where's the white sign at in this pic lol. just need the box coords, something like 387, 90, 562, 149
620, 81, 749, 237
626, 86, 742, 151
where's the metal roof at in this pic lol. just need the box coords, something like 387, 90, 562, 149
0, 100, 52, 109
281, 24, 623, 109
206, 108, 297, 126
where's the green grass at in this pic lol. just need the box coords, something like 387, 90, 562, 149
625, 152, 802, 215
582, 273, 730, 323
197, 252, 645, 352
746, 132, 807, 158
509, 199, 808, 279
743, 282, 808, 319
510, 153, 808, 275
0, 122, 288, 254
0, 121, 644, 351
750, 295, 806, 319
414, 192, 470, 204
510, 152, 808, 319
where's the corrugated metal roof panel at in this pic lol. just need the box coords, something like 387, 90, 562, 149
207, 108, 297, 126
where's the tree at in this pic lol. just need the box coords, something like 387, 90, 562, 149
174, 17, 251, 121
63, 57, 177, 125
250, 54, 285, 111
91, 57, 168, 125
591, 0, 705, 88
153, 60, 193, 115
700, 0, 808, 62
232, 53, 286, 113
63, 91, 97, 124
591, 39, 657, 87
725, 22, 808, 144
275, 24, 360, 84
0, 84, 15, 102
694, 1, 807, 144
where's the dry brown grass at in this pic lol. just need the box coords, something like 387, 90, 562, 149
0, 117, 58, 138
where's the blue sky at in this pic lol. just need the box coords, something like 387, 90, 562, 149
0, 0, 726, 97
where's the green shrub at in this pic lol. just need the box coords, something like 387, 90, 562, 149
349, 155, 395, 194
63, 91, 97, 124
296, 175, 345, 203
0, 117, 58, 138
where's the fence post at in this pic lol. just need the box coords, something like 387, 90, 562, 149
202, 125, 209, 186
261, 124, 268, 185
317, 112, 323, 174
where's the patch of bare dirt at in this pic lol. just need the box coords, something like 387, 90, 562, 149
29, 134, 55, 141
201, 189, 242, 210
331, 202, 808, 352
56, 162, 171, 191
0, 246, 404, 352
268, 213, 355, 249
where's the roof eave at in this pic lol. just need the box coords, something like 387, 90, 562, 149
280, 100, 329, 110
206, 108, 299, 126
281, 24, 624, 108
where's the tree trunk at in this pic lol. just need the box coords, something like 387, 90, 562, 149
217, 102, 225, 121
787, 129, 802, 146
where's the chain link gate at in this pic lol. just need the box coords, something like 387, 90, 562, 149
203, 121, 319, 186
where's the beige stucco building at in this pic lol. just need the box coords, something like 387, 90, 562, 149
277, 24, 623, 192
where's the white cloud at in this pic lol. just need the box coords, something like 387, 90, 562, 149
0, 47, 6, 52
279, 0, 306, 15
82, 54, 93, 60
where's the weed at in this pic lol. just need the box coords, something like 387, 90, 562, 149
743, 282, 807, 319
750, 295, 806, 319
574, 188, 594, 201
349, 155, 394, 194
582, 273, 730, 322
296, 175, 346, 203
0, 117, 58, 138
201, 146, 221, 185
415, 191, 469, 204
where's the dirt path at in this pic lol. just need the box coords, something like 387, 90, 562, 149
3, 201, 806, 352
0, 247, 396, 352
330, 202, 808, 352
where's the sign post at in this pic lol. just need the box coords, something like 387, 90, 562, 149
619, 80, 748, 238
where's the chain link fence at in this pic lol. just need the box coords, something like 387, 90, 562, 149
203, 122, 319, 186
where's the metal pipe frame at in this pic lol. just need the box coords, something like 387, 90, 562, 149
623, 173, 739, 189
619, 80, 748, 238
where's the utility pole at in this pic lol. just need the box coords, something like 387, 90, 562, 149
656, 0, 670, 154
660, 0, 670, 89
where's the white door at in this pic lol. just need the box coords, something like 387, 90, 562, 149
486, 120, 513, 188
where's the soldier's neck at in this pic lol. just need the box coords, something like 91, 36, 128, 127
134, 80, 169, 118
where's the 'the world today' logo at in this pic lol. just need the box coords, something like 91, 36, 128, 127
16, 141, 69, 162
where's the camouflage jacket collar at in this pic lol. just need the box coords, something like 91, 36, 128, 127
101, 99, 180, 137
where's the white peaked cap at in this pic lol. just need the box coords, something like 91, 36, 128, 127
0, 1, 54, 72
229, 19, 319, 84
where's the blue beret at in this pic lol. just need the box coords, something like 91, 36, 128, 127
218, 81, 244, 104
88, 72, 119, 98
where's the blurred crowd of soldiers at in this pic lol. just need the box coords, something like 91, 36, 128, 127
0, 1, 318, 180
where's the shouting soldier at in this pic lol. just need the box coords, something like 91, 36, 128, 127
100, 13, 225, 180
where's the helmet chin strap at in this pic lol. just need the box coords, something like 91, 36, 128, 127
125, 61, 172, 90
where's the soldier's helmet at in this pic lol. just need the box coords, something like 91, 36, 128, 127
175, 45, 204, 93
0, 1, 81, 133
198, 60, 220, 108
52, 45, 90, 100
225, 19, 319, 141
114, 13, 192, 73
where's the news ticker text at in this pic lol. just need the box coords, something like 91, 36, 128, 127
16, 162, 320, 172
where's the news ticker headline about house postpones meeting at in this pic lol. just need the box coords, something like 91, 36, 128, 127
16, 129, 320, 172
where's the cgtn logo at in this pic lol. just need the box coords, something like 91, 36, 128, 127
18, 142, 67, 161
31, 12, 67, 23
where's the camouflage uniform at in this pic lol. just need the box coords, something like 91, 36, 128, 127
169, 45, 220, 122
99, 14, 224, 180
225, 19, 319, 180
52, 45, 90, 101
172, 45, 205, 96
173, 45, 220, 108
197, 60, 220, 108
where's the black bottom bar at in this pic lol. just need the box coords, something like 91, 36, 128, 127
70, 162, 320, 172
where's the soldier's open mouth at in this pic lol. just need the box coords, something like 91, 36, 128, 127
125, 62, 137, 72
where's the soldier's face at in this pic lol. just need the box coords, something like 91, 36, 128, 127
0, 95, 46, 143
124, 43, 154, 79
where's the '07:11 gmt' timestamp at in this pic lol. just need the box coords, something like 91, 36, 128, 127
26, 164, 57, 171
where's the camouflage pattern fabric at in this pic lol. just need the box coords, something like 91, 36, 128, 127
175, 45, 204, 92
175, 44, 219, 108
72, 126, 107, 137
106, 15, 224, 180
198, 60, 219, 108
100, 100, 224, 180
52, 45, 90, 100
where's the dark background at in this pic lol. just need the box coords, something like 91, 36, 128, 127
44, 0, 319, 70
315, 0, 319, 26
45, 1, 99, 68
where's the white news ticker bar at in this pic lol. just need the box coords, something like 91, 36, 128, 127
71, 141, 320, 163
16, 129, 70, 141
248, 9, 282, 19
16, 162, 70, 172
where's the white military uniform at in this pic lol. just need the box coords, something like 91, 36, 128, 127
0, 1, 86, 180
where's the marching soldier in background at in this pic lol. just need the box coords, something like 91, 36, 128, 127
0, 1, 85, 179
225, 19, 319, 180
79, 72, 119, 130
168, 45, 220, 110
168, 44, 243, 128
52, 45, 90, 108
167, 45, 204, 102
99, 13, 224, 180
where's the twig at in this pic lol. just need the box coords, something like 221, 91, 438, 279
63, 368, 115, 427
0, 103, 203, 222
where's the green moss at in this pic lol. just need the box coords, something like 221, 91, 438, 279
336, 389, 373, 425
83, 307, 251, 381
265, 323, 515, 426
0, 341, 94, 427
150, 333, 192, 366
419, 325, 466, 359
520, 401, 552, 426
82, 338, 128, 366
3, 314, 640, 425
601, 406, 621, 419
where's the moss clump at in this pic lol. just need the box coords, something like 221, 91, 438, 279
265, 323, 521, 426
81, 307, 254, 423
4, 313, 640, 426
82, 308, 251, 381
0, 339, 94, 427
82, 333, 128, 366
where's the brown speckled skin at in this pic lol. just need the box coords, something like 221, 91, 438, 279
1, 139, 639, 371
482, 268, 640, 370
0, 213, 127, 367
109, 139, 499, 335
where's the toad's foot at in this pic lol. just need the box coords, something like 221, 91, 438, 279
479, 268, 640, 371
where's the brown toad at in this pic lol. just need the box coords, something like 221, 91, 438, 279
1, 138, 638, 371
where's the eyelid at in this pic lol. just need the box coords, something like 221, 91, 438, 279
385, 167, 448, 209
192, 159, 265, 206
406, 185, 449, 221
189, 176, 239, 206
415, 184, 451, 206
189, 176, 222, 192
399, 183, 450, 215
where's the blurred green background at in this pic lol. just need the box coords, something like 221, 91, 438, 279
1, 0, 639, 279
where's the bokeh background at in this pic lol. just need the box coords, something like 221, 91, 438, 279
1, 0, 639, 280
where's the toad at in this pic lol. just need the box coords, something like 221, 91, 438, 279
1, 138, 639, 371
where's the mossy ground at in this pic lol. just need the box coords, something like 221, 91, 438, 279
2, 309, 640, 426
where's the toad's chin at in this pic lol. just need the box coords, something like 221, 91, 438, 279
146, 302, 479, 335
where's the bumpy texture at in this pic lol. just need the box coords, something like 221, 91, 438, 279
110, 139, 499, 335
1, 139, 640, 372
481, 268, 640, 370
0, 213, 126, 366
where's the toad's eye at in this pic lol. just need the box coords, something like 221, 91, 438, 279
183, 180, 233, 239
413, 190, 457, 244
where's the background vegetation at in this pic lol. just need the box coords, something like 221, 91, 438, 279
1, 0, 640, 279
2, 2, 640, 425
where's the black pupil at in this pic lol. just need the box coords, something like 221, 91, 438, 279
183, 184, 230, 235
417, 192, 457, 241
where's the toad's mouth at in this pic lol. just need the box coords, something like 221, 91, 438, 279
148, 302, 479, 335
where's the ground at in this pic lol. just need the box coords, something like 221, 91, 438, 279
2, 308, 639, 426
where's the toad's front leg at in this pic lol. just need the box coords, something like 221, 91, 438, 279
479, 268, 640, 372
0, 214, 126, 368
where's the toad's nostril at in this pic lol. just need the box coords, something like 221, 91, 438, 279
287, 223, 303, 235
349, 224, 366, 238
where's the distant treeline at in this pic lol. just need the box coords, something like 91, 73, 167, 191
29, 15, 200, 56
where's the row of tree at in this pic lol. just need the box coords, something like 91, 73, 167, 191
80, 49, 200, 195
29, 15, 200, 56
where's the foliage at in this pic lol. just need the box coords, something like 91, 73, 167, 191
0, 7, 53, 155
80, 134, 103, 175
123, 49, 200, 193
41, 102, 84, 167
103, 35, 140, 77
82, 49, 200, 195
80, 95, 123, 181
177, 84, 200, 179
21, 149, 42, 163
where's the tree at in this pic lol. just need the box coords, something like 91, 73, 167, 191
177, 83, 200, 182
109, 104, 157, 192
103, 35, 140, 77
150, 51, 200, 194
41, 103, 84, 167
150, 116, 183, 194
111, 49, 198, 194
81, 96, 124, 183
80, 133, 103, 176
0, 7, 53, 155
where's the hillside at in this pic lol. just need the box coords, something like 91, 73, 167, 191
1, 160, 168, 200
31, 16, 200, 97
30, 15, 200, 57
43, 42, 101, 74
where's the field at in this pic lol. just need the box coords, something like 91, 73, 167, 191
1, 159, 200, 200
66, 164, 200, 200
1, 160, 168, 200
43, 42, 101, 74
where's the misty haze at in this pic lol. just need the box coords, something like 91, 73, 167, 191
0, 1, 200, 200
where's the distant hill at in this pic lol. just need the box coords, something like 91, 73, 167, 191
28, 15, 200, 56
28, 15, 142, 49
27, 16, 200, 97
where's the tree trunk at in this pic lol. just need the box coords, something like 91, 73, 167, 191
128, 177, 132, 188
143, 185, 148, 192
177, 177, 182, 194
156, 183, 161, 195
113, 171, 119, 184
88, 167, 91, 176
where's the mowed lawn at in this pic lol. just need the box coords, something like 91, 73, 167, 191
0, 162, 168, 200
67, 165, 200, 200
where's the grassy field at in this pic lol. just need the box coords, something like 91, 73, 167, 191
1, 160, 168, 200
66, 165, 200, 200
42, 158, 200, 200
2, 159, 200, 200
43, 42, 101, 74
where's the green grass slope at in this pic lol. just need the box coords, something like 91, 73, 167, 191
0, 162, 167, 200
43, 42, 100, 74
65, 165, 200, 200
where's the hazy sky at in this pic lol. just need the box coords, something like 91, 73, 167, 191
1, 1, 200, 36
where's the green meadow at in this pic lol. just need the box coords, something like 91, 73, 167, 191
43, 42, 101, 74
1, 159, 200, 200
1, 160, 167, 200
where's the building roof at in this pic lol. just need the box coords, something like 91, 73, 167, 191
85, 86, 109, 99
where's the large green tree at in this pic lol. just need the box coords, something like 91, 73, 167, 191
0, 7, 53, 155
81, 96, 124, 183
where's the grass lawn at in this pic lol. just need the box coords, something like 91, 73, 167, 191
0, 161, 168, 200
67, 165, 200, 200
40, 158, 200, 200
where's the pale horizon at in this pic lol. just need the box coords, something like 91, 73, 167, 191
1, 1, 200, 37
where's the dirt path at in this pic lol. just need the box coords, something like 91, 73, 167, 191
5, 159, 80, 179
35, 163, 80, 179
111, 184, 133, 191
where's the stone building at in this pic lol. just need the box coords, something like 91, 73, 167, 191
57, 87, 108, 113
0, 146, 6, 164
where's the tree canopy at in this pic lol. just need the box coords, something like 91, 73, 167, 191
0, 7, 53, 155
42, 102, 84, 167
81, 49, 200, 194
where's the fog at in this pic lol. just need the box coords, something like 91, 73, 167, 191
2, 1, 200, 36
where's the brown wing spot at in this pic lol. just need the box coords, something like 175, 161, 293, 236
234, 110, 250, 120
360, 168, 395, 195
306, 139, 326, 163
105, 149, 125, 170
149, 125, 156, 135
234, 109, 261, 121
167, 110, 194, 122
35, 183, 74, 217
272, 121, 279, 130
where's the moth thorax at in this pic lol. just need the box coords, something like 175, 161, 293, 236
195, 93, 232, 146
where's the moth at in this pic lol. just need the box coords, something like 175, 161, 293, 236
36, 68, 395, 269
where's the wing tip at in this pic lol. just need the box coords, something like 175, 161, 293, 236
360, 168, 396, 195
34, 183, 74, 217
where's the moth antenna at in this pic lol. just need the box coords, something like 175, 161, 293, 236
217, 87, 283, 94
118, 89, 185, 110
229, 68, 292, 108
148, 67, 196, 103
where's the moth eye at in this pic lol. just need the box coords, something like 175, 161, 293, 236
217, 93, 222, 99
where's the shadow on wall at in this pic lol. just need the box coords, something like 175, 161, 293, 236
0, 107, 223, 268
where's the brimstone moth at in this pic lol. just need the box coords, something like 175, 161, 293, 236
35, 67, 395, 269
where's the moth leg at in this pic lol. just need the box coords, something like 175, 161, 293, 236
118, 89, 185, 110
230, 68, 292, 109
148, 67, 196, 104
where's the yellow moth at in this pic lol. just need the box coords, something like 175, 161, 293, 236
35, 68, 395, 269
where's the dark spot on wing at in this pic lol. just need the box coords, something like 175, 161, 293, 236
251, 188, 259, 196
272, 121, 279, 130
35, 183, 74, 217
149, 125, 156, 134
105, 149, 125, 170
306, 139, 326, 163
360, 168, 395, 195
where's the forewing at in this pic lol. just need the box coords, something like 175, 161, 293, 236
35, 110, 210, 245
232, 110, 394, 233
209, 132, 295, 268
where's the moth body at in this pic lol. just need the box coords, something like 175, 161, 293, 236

===

§ WHAT THE TASK ASKS: Beginning with the line that contains "where's the brimstone", restate word for word each line through the last one in the data, and write nothing more.

§ WRITTEN ANSWER:
where's the brimstone moth at in this pic lol. just need the box coords, something like 175, 161, 293, 236
35, 67, 395, 269
where's the moth leg at in this pic lol. just need the box coords, something like 175, 161, 293, 236
118, 89, 185, 110
230, 68, 292, 109
148, 67, 196, 104
where's the yellow moth at in this pic lol. just need the box coords, something like 175, 161, 293, 236
35, 68, 395, 269
where's the dark spot on wing at in this pic lol. just need the box coords, something like 175, 161, 293, 236
251, 188, 259, 196
272, 121, 279, 130
35, 183, 74, 217
149, 125, 156, 134
105, 149, 125, 170
306, 139, 326, 163
360, 168, 395, 195
where's the forewing at in this pic lol. just need the box coords, something like 175, 161, 293, 236
35, 110, 210, 245
232, 110, 394, 233
209, 132, 295, 268
where's the moth body at in this pic lol. just need the box coords, something like 175, 161, 293, 236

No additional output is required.